PROBLEM STATEMENT:
Which lines in the records below contain the string "strap", matching case? Copy each of them.

══ RECORDS FOR THE TASK

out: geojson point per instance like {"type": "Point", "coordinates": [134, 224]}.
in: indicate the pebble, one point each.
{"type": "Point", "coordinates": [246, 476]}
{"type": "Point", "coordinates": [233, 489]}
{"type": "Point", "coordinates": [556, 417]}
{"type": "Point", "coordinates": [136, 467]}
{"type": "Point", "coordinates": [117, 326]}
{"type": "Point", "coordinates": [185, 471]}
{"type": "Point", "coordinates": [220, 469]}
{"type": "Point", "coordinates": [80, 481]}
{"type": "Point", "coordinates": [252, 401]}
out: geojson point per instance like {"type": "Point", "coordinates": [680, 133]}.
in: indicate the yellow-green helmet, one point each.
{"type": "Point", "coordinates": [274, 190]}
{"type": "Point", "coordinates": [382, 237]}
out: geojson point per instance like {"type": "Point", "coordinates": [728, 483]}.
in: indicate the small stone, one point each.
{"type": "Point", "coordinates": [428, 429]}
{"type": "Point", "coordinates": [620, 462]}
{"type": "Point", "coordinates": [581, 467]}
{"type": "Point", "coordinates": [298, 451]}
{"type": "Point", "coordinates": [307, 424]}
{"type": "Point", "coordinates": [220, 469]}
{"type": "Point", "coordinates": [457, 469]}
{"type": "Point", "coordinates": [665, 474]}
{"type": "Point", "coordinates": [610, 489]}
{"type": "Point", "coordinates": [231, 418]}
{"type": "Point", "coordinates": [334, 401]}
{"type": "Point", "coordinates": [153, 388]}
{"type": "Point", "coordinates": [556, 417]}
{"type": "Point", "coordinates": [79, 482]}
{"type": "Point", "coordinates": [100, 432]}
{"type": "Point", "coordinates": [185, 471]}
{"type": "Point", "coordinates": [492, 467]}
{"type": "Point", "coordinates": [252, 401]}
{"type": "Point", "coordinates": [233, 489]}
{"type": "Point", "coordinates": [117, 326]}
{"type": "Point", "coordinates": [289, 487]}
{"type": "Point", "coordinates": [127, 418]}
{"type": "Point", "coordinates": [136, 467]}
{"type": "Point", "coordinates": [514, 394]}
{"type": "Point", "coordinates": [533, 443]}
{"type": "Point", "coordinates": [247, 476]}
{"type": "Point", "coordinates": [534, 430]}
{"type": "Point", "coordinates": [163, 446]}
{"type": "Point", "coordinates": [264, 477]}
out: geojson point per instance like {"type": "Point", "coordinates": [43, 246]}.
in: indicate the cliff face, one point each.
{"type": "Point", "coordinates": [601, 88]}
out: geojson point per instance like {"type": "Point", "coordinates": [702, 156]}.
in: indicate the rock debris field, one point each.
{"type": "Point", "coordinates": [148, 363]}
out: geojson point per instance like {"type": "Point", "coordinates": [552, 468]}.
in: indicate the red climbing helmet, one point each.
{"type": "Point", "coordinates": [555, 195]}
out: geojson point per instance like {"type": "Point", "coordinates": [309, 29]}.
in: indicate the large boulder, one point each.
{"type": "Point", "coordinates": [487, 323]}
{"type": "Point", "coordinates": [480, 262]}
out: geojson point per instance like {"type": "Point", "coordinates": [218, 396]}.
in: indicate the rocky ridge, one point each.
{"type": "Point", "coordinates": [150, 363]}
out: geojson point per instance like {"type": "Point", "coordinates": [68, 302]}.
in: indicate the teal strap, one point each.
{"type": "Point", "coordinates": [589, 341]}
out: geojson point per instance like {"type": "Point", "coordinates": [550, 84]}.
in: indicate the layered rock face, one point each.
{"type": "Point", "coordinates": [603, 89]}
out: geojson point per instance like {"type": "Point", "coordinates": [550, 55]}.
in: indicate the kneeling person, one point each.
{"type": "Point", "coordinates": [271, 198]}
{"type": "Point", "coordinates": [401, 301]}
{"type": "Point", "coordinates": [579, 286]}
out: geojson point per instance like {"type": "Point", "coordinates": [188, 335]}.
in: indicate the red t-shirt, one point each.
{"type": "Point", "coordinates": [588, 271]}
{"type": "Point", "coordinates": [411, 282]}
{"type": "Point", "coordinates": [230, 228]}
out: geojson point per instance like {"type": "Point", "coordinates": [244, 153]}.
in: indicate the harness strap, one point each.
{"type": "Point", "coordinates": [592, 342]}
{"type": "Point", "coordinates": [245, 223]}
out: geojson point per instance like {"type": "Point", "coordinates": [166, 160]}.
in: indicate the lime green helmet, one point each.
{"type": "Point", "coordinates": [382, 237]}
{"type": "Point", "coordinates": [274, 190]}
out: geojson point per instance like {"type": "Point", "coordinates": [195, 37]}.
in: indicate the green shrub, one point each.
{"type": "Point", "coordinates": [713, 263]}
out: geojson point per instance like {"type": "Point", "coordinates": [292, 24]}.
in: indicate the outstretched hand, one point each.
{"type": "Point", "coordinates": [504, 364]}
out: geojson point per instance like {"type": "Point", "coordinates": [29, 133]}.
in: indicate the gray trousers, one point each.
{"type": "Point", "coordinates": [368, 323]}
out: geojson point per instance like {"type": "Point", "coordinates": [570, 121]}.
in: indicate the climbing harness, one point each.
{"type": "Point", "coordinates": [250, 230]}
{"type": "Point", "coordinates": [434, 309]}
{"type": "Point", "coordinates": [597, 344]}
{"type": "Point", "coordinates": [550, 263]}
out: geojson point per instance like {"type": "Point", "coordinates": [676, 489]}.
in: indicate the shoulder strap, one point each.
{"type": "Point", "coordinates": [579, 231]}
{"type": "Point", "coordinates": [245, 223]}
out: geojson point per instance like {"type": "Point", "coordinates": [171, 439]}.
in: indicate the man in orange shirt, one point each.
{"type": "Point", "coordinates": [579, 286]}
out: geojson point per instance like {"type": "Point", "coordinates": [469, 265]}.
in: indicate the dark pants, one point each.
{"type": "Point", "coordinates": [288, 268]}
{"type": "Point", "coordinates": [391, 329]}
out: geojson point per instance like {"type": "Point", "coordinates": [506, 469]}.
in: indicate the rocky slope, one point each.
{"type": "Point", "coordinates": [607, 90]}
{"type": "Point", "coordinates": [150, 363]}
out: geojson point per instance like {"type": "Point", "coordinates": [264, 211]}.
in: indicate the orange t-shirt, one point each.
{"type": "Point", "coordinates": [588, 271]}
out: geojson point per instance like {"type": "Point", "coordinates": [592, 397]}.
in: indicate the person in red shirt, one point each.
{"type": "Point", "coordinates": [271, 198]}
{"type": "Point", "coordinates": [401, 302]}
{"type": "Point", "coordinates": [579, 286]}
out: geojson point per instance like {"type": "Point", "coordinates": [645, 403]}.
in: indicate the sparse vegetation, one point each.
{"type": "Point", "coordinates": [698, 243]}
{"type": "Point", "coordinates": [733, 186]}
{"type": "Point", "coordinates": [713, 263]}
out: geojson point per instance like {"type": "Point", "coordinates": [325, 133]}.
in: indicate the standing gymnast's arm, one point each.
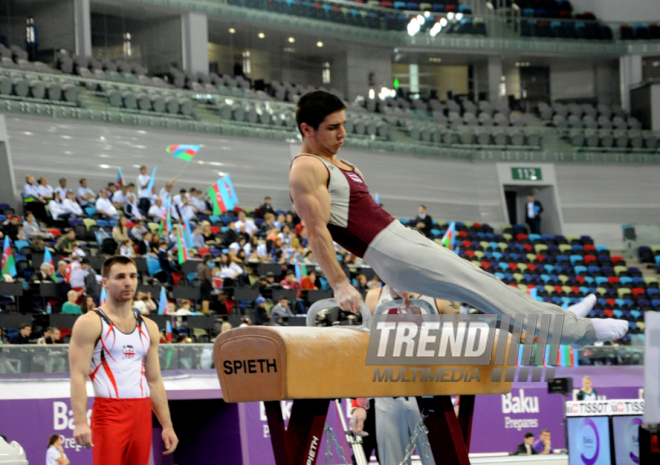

════

ANSWER FOR THIS EXERCISE:
in: indicate the teal strap, one point each.
in: indicate the harness strap, one point each.
in: indicate the shoulder strap, one point each.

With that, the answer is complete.